● EXTRACTOS DE DATOS
——————

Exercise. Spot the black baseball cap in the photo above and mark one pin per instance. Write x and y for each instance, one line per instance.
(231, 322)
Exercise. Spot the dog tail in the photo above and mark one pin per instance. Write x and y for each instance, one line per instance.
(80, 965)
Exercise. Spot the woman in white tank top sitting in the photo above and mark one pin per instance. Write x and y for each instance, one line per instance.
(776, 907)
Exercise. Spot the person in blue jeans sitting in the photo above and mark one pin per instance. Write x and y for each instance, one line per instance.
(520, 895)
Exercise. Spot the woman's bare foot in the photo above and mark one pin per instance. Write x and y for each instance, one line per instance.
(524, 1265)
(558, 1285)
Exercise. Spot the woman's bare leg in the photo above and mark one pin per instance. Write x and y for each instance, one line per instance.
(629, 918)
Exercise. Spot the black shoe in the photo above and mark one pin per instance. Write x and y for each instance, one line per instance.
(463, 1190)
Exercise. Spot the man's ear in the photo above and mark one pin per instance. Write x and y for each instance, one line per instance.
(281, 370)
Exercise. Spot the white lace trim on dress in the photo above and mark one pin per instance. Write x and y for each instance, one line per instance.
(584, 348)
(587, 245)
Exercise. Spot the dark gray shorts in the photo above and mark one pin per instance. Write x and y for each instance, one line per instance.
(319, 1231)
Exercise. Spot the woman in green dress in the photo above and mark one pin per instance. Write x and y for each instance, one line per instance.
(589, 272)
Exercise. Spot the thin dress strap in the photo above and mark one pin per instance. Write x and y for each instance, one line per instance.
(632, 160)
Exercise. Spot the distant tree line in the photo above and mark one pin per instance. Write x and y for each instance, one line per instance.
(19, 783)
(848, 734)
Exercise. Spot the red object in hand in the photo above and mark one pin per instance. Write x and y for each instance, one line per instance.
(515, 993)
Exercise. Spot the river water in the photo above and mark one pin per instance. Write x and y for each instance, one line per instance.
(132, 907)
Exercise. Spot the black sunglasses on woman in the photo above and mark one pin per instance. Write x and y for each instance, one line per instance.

——————

● OBJETIVO DEL EJERCICIO
Duplica sin ningún cambio las líneas que empiezan en la que contiene "Exercise. Spot the dog" y terminan en la que contiene "(463, 1190)", ambas incluidas.

● PROBLEMA RESUELTO
Exercise. Spot the dog tail in the photo above and mark one pin per instance. Write x and y for each instance, one line per instance.
(80, 965)
Exercise. Spot the woman in white tank top sitting in the photo above and mark one pin per instance. Write x and y for each instance, one line per instance.
(776, 907)
Exercise. Spot the person in blue jeans sitting in the photo above and mark one pin per instance. Write x and y for each instance, one line per instance.
(520, 895)
Exercise. Spot the woman's bare foot in the photo above and mark one pin per instance. Write x and y for each instance, one line per instance.
(524, 1265)
(558, 1285)
Exercise. Spot the woman's bare leg in the photo above and mark one pin per instance. Write x and y for each instance, one line per instance.
(629, 918)
Exercise. Spot the black shoe in the photo above and mark one pin per instance. Write x and y for each instance, one line per instance.
(463, 1190)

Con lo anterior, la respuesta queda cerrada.